## OBJECTIVE
Please write out the rows below word for word, starting with the first line and going on through the line that contains "34 L 134 30", both ends included. Leave the pictures out of your answer.

## RECORDS FOR THIS EXERCISE

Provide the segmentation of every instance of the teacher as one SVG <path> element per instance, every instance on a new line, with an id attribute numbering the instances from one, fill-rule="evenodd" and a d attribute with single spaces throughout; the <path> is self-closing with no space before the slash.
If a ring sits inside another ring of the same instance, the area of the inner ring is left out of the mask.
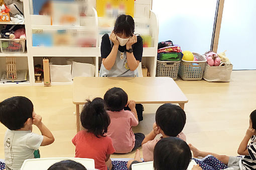
<path id="1" fill-rule="evenodd" d="M 112 32 L 102 36 L 99 76 L 138 76 L 138 67 L 142 61 L 143 42 L 141 36 L 134 34 L 134 31 L 133 17 L 122 14 L 116 18 Z M 141 121 L 143 106 L 136 104 L 136 108 L 139 121 Z M 124 110 L 130 109 L 127 107 Z"/>
<path id="2" fill-rule="evenodd" d="M 141 36 L 134 34 L 134 30 L 133 18 L 122 14 L 116 18 L 110 36 L 105 34 L 102 36 L 100 76 L 138 76 L 143 42 Z"/>

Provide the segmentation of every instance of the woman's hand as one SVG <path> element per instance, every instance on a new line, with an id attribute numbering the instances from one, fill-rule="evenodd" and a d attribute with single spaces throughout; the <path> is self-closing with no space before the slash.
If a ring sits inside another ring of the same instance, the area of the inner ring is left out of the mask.
<path id="1" fill-rule="evenodd" d="M 112 32 L 109 36 L 109 40 L 114 44 L 114 46 L 119 46 L 119 42 L 116 38 L 116 36 L 114 34 L 114 32 Z"/>
<path id="2" fill-rule="evenodd" d="M 132 48 L 132 45 L 136 42 L 137 42 L 137 36 L 134 35 L 126 44 L 126 49 L 128 50 Z"/>

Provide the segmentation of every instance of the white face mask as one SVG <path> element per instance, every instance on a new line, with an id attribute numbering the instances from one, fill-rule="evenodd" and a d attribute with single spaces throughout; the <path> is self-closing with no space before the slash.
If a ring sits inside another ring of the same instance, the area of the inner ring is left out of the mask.
<path id="1" fill-rule="evenodd" d="M 118 41 L 119 42 L 119 44 L 121 46 L 124 46 L 127 42 L 129 40 L 130 38 L 119 38 L 118 36 L 116 36 L 116 38 L 117 39 Z"/>

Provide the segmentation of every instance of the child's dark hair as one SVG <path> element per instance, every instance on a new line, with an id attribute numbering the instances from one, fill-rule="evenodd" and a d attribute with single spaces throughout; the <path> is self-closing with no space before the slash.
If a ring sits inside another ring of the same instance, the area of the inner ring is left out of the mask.
<path id="1" fill-rule="evenodd" d="M 96 98 L 91 102 L 88 100 L 86 102 L 81 113 L 82 126 L 97 138 L 105 136 L 110 120 L 105 110 L 104 100 Z"/>
<path id="2" fill-rule="evenodd" d="M 250 118 L 252 124 L 252 128 L 256 130 L 256 110 L 253 110 L 250 114 Z"/>
<path id="3" fill-rule="evenodd" d="M 186 170 L 192 158 L 187 143 L 176 137 L 159 140 L 154 150 L 155 170 Z"/>
<path id="4" fill-rule="evenodd" d="M 176 137 L 184 128 L 186 114 L 179 106 L 171 104 L 164 104 L 157 110 L 156 123 L 166 135 Z"/>
<path id="5" fill-rule="evenodd" d="M 87 170 L 82 164 L 72 160 L 64 160 L 53 164 L 47 170 Z"/>
<path id="6" fill-rule="evenodd" d="M 113 88 L 106 92 L 104 95 L 104 100 L 108 110 L 119 112 L 127 104 L 128 95 L 121 88 Z"/>
<path id="7" fill-rule="evenodd" d="M 10 130 L 24 127 L 28 118 L 32 118 L 34 106 L 28 98 L 17 96 L 0 103 L 0 122 Z"/>
<path id="8" fill-rule="evenodd" d="M 134 30 L 135 24 L 133 17 L 123 14 L 117 17 L 114 26 L 115 34 L 124 32 L 125 36 L 132 36 L 134 35 Z"/>

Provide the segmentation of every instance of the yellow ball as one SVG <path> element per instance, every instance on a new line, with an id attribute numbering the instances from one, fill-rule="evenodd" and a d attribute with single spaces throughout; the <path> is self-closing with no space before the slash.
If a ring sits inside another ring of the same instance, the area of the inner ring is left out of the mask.
<path id="1" fill-rule="evenodd" d="M 183 60 L 186 61 L 193 61 L 194 60 L 194 55 L 193 55 L 193 53 L 190 52 L 190 51 L 185 50 L 182 52 L 182 54 L 183 54 L 183 57 L 182 59 Z"/>

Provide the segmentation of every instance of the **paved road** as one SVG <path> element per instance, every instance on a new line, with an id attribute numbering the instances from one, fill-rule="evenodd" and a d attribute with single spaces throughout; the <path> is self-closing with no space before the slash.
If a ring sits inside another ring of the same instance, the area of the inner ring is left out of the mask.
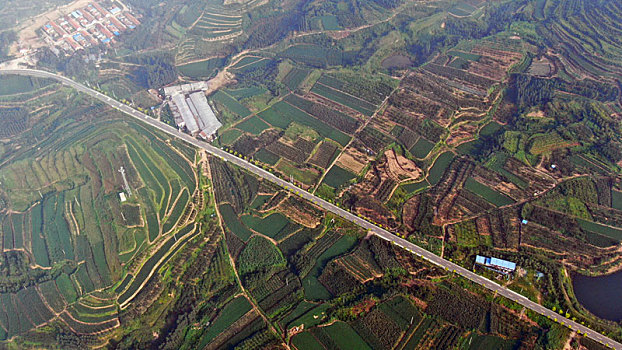
<path id="1" fill-rule="evenodd" d="M 605 345 L 608 345 L 612 348 L 615 349 L 620 349 L 622 350 L 622 344 L 596 332 L 593 331 L 577 322 L 574 322 L 570 319 L 567 319 L 566 317 L 563 317 L 561 315 L 559 315 L 558 313 L 549 310 L 547 308 L 545 308 L 544 306 L 535 303 L 531 300 L 529 300 L 528 298 L 510 290 L 507 289 L 499 284 L 497 284 L 496 282 L 493 282 L 485 277 L 482 277 L 470 270 L 467 270 L 457 264 L 452 263 L 451 261 L 445 260 L 441 257 L 439 257 L 438 255 L 431 253 L 403 238 L 397 237 L 396 235 L 370 223 L 369 221 L 362 219 L 348 211 L 345 211 L 339 207 L 337 207 L 334 204 L 331 204 L 321 198 L 318 198 L 314 195 L 312 195 L 311 193 L 297 187 L 294 186 L 293 184 L 279 178 L 276 177 L 274 174 L 272 174 L 271 172 L 268 172 L 256 165 L 253 165 L 241 158 L 238 158 L 232 154 L 229 154 L 223 150 L 221 150 L 220 148 L 214 147 L 206 142 L 203 141 L 199 141 L 195 138 L 193 138 L 190 135 L 187 135 L 185 133 L 179 132 L 176 128 L 171 127 L 169 125 L 166 125 L 164 123 L 161 123 L 159 121 L 157 121 L 156 119 L 147 116 L 146 114 L 143 114 L 133 108 L 131 108 L 128 105 L 125 105 L 115 99 L 112 99 L 98 91 L 95 91 L 93 89 L 90 89 L 80 83 L 77 83 L 69 78 L 60 76 L 60 75 L 56 75 L 53 73 L 49 73 L 49 72 L 45 72 L 45 71 L 39 71 L 39 70 L 31 70 L 31 69 L 17 69 L 17 70 L 0 70 L 0 74 L 18 74 L 18 75 L 27 75 L 27 76 L 32 76 L 32 77 L 40 77 L 40 78 L 51 78 L 51 79 L 55 79 L 60 81 L 61 83 L 71 86 L 73 88 L 75 88 L 76 90 L 83 92 L 91 97 L 94 97 L 104 103 L 107 103 L 108 105 L 112 106 L 113 108 L 116 108 L 136 119 L 139 119 L 141 121 L 143 121 L 144 123 L 147 123 L 151 126 L 153 126 L 154 128 L 157 128 L 169 135 L 172 135 L 173 137 L 177 137 L 179 139 L 182 139 L 198 148 L 202 148 L 206 151 L 208 151 L 209 153 L 218 156 L 230 163 L 233 163 L 241 168 L 244 168 L 258 176 L 261 176 L 262 178 L 269 180 L 271 182 L 274 182 L 276 184 L 278 184 L 279 186 L 282 186 L 286 189 L 289 189 L 291 191 L 293 191 L 294 193 L 298 194 L 299 196 L 301 196 L 302 198 L 305 198 L 315 204 L 317 204 L 318 206 L 322 207 L 325 210 L 328 210 L 336 215 L 339 215 L 341 217 L 343 217 L 346 220 L 349 220 L 351 222 L 354 222 L 356 224 L 358 224 L 359 226 L 370 230 L 373 234 L 377 235 L 378 237 L 385 239 L 389 242 L 392 242 L 393 244 L 400 246 L 406 250 L 408 250 L 409 252 L 416 254 L 417 256 L 420 256 L 428 261 L 430 261 L 431 263 L 446 269 L 448 271 L 453 271 L 477 284 L 480 284 L 494 292 L 496 292 L 499 295 L 502 295 L 508 299 L 511 299 L 515 302 L 517 302 L 518 304 L 521 304 L 522 306 L 531 309 L 541 315 L 547 316 L 553 320 L 556 320 L 557 322 L 568 326 L 569 328 L 571 328 L 572 330 L 575 331 L 579 331 L 581 334 L 584 334 L 586 336 L 588 336 L 589 338 L 592 338 L 598 342 L 601 342 Z"/>

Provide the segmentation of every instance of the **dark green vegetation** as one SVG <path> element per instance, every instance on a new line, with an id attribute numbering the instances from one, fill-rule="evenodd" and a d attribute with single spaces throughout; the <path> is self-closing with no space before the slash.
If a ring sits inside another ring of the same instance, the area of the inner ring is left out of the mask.
<path id="1" fill-rule="evenodd" d="M 1 146 L 0 336 L 30 338 L 50 322 L 41 344 L 114 332 L 118 307 L 194 236 L 182 228 L 204 206 L 189 195 L 194 159 L 182 153 L 194 151 L 56 84 L 0 81 L 3 103 L 19 105 L 0 109 L 12 125 Z"/>
<path id="2" fill-rule="evenodd" d="M 226 227 L 227 249 L 247 297 L 274 327 L 275 344 L 288 342 L 297 349 L 421 344 L 437 349 L 473 337 L 482 339 L 475 344 L 547 344 L 550 324 L 527 326 L 519 321 L 519 311 L 491 302 L 492 296 L 480 295 L 486 293 L 479 287 L 378 238 L 364 239 L 357 227 L 310 203 L 290 200 L 296 198 L 292 193 L 264 180 L 257 183 L 228 163 L 212 158 L 210 168 L 221 214 L 228 208 L 228 216 L 241 217 L 236 230 L 252 232 L 242 241 Z M 303 222 L 316 224 L 301 227 Z M 246 300 L 238 296 L 219 304 L 220 316 L 202 333 L 200 344 L 237 342 L 235 334 L 258 317 Z M 456 303 L 455 311 L 447 307 Z M 292 333 L 303 325 L 302 332 Z M 193 332 L 196 328 L 188 334 Z"/>
<path id="3" fill-rule="evenodd" d="M 565 277 L 604 273 L 621 261 L 619 1 L 128 1 L 143 25 L 114 50 L 90 50 L 102 54 L 97 63 L 86 53 L 59 58 L 43 50 L 38 65 L 141 108 L 158 103 L 146 87 L 226 70 L 219 78 L 227 85 L 210 94 L 225 125 L 218 146 L 464 267 L 472 268 L 475 254 L 515 261 L 525 275 L 510 288 L 621 339 L 617 324 L 578 304 Z M 2 34 L 3 42 L 13 40 Z M 0 148 L 8 160 L 2 167 L 16 169 L 2 180 L 13 190 L 1 203 L 14 209 L 0 220 L 2 247 L 20 262 L 7 270 L 20 277 L 5 280 L 35 281 L 3 300 L 7 314 L 20 298 L 38 305 L 30 289 L 37 284 L 75 331 L 83 329 L 80 320 L 98 330 L 122 324 L 111 336 L 118 348 L 566 343 L 563 328 L 529 313 L 539 326 L 524 327 L 476 287 L 361 240 L 347 224 L 217 160 L 209 166 L 218 202 L 201 215 L 192 208 L 205 204 L 203 192 L 188 185 L 193 151 L 131 123 L 104 122 L 96 118 L 101 106 L 74 108 L 70 98 L 67 106 L 54 100 L 45 107 L 48 87 L 39 83 L 0 85 L 30 101 L 0 96 L 0 118 L 10 125 L 3 140 L 19 135 L 41 146 Z M 65 133 L 82 115 L 98 123 Z M 100 127 L 106 133 L 97 136 Z M 182 154 L 185 165 L 176 161 Z M 140 189 L 120 206 L 116 170 L 126 158 Z M 73 168 L 79 171 L 61 181 L 58 174 Z M 83 190 L 96 185 L 102 189 Z M 183 226 L 176 222 L 211 214 L 226 240 L 209 225 L 175 233 Z M 36 228 L 41 235 L 32 234 Z M 112 292 L 98 291 L 104 286 Z M 99 299 L 88 297 L 93 293 Z M 78 306 L 100 310 L 100 299 L 105 312 Z M 123 310 L 111 316 L 107 308 L 119 301 Z M 17 330 L 0 328 L 21 333 L 48 316 L 18 315 L 11 319 Z M 300 323 L 304 332 L 290 337 Z M 41 329 L 37 335 L 46 334 Z M 352 343 L 337 333 L 351 334 Z M 66 344 L 96 342 L 60 334 Z"/>

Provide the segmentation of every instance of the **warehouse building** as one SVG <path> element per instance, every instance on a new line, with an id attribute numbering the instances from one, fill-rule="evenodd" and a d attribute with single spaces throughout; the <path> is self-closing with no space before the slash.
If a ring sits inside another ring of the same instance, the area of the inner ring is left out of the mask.
<path id="1" fill-rule="evenodd" d="M 213 140 L 222 123 L 207 103 L 203 90 L 206 83 L 192 83 L 164 88 L 169 98 L 169 106 L 173 112 L 175 123 L 185 128 L 192 136 L 200 136 L 205 140 Z"/>
<path id="2" fill-rule="evenodd" d="M 475 263 L 504 275 L 509 275 L 516 270 L 516 263 L 481 255 L 477 255 L 475 257 Z"/>

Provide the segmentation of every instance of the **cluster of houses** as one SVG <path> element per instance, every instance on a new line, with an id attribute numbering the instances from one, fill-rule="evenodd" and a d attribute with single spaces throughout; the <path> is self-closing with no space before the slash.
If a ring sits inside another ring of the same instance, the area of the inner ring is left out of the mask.
<path id="1" fill-rule="evenodd" d="M 122 3 L 96 2 L 47 22 L 40 31 L 43 40 L 56 54 L 110 44 L 124 31 L 140 22 Z"/>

## ANSWER TO THE PROBLEM
Provide the segmentation of every instance of the teacher as one SVG <path> element per instance, every instance on a new line, with an id attribute numbering the instances from one, fill-rule="evenodd" and a d attribute with single spaces throughout; the <path> is self-closing with no space before the slash.
If a ring sits inside another ring of the same instance, the area of the inner ring is left out of the mask.
<path id="1" fill-rule="evenodd" d="M 112 32 L 102 36 L 99 76 L 138 76 L 138 67 L 142 61 L 143 42 L 141 36 L 134 34 L 134 31 L 133 17 L 122 14 L 116 18 Z M 141 121 L 143 106 L 136 104 L 136 108 L 139 121 Z M 124 110 L 130 109 L 127 107 Z"/>
<path id="2" fill-rule="evenodd" d="M 141 36 L 134 34 L 134 30 L 133 18 L 122 14 L 116 18 L 110 36 L 105 34 L 102 36 L 100 76 L 138 76 L 143 42 Z"/>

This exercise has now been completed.